Items listed in a dataset:
· · · ·

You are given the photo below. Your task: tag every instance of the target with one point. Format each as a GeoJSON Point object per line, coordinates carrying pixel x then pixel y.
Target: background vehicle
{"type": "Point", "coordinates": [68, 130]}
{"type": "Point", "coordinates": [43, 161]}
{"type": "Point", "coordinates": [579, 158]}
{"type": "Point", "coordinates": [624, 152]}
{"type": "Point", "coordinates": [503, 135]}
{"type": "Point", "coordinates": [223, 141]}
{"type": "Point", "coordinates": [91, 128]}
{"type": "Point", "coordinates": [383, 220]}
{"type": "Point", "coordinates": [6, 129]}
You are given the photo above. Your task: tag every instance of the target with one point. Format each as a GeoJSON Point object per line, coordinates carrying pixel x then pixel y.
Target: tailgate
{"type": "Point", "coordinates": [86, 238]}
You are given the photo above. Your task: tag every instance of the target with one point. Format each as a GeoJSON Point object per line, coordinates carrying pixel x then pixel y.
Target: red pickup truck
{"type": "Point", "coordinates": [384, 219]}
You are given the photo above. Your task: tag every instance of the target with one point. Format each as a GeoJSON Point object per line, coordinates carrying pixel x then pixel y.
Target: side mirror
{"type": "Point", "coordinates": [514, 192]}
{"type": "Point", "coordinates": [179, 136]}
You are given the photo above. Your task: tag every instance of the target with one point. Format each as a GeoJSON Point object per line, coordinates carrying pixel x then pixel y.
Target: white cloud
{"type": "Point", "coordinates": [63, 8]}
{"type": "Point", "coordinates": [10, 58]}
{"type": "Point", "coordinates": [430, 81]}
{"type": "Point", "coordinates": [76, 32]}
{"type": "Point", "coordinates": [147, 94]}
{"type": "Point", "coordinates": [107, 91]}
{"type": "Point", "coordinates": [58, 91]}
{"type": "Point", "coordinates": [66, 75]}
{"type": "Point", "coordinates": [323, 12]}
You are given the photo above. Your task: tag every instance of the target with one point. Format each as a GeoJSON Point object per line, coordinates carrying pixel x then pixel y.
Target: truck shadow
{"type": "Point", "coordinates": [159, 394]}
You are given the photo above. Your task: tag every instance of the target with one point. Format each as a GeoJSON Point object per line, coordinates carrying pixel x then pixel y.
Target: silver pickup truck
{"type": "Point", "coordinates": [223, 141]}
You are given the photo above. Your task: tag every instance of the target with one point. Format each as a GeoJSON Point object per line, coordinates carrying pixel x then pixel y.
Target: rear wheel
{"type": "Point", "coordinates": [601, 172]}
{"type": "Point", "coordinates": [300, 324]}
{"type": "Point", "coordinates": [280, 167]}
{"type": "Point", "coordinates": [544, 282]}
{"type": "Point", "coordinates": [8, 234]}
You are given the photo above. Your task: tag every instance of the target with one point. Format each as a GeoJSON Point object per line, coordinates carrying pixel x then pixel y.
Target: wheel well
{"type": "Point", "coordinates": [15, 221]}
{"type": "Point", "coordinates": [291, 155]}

· · · ·

◆ **Task description**:
All entries are to be retyped with no difference from the original.

◆ **Answer section**:
You are given the photo below. Your task: tag every instance of the target with one point. Format each as a GeoJSON Point object per line, coordinates carrying pixel x then pixel y.
Target: background vehicle
{"type": "Point", "coordinates": [68, 130]}
{"type": "Point", "coordinates": [43, 161]}
{"type": "Point", "coordinates": [579, 158]}
{"type": "Point", "coordinates": [624, 152]}
{"type": "Point", "coordinates": [503, 135]}
{"type": "Point", "coordinates": [223, 141]}
{"type": "Point", "coordinates": [91, 128]}
{"type": "Point", "coordinates": [383, 220]}
{"type": "Point", "coordinates": [6, 129]}
You are given the photo above. Your task: tag every instance of the target with one point. Format each as a GeoJSON Point object per line, coordinates carrying pixel x then pixel y.
Target: tailgate
{"type": "Point", "coordinates": [86, 238]}
You are given the photo above. Your task: tag every instance of the target with one point. Format each as a GeoJSON Point object per line, coordinates carrying pixel x then pixel y.
Target: red pickup truck
{"type": "Point", "coordinates": [384, 219]}
You are given the photo above. Your task: tag every instance of the target with one point. Format each as a GeoJSON Point object per line, coordinates carrying pixel x then pixel y.
Target: side mirror
{"type": "Point", "coordinates": [514, 192]}
{"type": "Point", "coordinates": [179, 136]}
You are given the photo above. Your task: tag every instance of the target with one point. Format each as a GeoJSON Point object per line, coordinates carrying pixel x then pixel y.
Target: white cloud
{"type": "Point", "coordinates": [63, 8]}
{"type": "Point", "coordinates": [10, 58]}
{"type": "Point", "coordinates": [430, 81]}
{"type": "Point", "coordinates": [76, 32]}
{"type": "Point", "coordinates": [147, 94]}
{"type": "Point", "coordinates": [107, 91]}
{"type": "Point", "coordinates": [58, 91]}
{"type": "Point", "coordinates": [66, 75]}
{"type": "Point", "coordinates": [323, 12]}
You are given the photo above. Your task: tag every instance of the target with one point. Format each as a GeoJSON Point object per line, coordinates carrying pixel x then pixel y.
Target: truck shadow
{"type": "Point", "coordinates": [159, 394]}
You are given the photo above. Your task: tag every instance of the target with one point. Format each as a GeoJSON Point object per line, coordinates carrying pixel x then pixel y.
Target: silver pickup truck
{"type": "Point", "coordinates": [223, 141]}
You are given the photo above. Your task: tag every instance of the target with one point. Format each as a GeoJSON Point object per line, coordinates carrying pixel x then pixel y.
Target: rear wheel
{"type": "Point", "coordinates": [601, 172]}
{"type": "Point", "coordinates": [300, 324]}
{"type": "Point", "coordinates": [280, 167]}
{"type": "Point", "coordinates": [544, 282]}
{"type": "Point", "coordinates": [8, 234]}
You are given the photo above. Your task: tag every instance of the target with one point. Format each as a GeoJSON Point object per line, coordinates carrying pixel x then pixel y.
Target: wheel well
{"type": "Point", "coordinates": [15, 221]}
{"type": "Point", "coordinates": [291, 155]}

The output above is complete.